▼

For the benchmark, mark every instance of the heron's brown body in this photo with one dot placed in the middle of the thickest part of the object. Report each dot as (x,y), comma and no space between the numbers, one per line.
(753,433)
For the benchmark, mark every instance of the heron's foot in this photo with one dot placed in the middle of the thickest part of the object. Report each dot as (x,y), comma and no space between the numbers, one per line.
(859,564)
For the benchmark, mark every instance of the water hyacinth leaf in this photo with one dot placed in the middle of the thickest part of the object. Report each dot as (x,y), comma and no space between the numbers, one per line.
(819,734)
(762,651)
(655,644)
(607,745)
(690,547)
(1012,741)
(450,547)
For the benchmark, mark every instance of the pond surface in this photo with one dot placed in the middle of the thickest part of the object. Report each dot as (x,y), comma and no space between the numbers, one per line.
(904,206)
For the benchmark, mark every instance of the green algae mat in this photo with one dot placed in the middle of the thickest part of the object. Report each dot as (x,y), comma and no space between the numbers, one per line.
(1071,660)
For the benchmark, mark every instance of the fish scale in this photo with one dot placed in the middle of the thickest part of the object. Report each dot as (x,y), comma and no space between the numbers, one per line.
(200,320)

▲
▼

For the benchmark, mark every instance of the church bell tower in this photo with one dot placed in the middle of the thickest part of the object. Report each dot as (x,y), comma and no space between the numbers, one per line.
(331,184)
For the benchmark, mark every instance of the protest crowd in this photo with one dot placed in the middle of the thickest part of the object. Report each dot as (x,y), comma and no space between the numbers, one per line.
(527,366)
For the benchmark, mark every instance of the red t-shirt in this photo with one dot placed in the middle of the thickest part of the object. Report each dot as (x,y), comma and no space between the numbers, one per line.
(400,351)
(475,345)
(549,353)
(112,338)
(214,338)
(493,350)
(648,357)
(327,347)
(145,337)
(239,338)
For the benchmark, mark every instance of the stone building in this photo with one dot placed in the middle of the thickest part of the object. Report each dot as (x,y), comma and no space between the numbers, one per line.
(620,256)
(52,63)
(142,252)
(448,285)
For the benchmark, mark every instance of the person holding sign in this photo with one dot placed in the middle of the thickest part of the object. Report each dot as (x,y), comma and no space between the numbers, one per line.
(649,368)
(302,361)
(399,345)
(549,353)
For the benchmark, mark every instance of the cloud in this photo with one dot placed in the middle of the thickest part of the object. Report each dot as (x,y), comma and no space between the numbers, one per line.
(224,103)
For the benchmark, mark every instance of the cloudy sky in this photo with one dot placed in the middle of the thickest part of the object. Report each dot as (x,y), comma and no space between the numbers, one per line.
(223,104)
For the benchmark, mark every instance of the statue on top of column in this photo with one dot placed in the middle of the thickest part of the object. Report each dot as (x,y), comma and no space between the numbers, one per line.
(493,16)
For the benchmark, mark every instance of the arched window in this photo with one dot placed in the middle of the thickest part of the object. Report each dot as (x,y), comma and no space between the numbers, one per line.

▲

● Your goal
Reproduce, character for character, the lines of the data between the line holding "For the benchmark, mark every instance of the person" and the line holding "For the benchmark, mark every instance of the arched", inclusive, and nothing else.

● Solution
For the benchmark, mark every instance of the person holding sign in this photo with one dot placed in the middle of the thickest part of the object. Report each dot as (x,y), comma and no space between the numbers, one per line.
(649,368)
(302,361)
(399,345)
(549,353)
For the benchmark, mark every instance of the cloud in this photo with one dot placed in the middle of the thickest part of the object. Report each dot as (x,y), comma and no space between the numbers, one per line.
(224,103)
For the benchmark, mark every instance of the cloudy sky in this photo with one dot placed in the middle of the thickest part of the object. Report each dot as (x,y), comma and no space between the numbers, one per line.
(223,104)
For the benchmark, mark every instance of the statue on top of column in this photo with one dot placed in the middle of the thickest part of the object. Report each dot as (x,y), comma and no space between the numbers, one per line.
(493,16)
For the benchmark, mark every instance of the arched window in this photo with one dot placed in the middle of the thickest part of the object. Report each dot as (x,y), comma and no space between the numbers, one per line.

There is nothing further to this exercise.